◆ Text ◆
• • • •
I have worked for the Long Island, NY sub-district office since 2004. Currently I am co-managing a growing network of continuous tide and water-quality monitors throughout Long Island

I began working in the basic data section in the Long Island, NY sub-district office in 2004 monitoring groundwater levels, helping to organize synoptic runs, surveying and doing general maintenance, and spent many summers sampling for NAWQA and other water-quality projects.

Since transferring to the EHI section in about 2008 I have been co-managing a growing network of continuous tide and water-quality monitors throughout Long Island in support of tidal wetland loss investigations, coastal flood warning systems, and improving the health of our bays. I also currently manage a seasonal network of dissolved oxygen monitors to determine the influence of hypoxic conditions on juvenile hard clam recruitment. Another project consists of sampling water and sediment for mosquito insecticides as the local vector control agency tests new materials and methods of application to combat new mosquito species with different behaviors, vector competencies, and emerging diseases. I have also taken on the role of part-time local data manager and help with related tasks as I can.

Other research interests include:

  • Water-quality effects on coastal marine organisms/habitat via stormwater runoff and contaminant transport in hyporheic zones
  • Seagrass conservation/restoration
  • Understanding local causes and effects of harmful algal blooms
  • Hydrodynamics and nutrient flux in wetlands.
• • • •
◆ Record extracts ◆
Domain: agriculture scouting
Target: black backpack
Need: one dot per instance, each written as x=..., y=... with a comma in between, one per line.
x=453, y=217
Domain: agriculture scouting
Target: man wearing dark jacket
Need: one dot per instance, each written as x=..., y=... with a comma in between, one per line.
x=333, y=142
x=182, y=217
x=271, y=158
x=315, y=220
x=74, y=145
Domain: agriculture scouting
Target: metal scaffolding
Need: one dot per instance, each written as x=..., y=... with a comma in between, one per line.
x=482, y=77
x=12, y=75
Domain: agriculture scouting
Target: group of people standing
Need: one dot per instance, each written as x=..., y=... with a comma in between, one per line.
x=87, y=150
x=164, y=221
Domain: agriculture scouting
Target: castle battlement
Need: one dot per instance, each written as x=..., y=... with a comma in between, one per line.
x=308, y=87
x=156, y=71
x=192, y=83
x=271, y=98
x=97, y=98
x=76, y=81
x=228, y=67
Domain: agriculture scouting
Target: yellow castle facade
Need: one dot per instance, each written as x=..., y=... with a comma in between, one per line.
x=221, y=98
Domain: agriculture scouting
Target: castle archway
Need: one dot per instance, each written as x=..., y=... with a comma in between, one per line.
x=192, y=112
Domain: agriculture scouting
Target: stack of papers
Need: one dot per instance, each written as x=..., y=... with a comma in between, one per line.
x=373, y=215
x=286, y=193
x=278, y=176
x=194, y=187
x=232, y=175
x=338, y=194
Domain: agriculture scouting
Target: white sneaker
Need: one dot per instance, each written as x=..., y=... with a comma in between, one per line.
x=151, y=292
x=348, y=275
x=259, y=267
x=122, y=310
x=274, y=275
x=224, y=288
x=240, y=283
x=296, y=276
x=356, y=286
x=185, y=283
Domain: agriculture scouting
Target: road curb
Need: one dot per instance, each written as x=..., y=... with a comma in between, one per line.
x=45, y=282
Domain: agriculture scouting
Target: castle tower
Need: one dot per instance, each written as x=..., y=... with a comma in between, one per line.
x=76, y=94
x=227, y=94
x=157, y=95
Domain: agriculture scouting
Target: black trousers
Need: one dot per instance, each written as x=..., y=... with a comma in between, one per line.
• • • •
◆ Study questions ◆
1 > In the biography, rewrite the passage between "I have worked" and "other water-quality projects.", inclusive, substituting "field office" for every "sub-district office".
2 > What is the seasonal network of dissolved oxygen monitors described in the biography meant to determine?
3 > Pick up the biography after its final line and keep writing it.

◆ Answers below ◆
1 >
I have worked for the Long Island, NY field office since 2004. Currently I am co-managing a growing network of continuous tide and water-quality monitors throughout Long Island

I began working in the basic data section in the Long Island, NY field office in 2004 monitoring groundwater levels, helping to organize synoptic runs, surveying and doing general maintenance, and spent many summers sampling for NAWQA and other water-quality projects.

2 > It is meant to determine the influence of hypoxic conditions on juvenile hard clam recruitment.

3 >
I am also interested in finding innovative ways to monitor water-quality to further ecological health and conservation goals. I have used the continuous water-quality monitoring network to assist Stony Brook University in characterizing the variability of dissolved oxygen, pH, and CO2 to study ocean acidification as a stressor to marine organisms, especially in the face of climate change. Since using the University’s large, expensive, CO2 sensor; I have been working with a USGS colleague in Reston to develop affordable CO2 sensors that would work with our existing infrastructure and hold up in the marine environment. I was also recently introduced to autonomous underwater vehicle technology by the TX WSC and we used it to gather high resolution spatial data to complement the high resolution temporal data already collected in the network. I want one for our center! Another goal that is partially realized through experiences gained in the seasonal DO network is the development of a rapid-response, distributed water-quality monitoring network similar to SWaTH.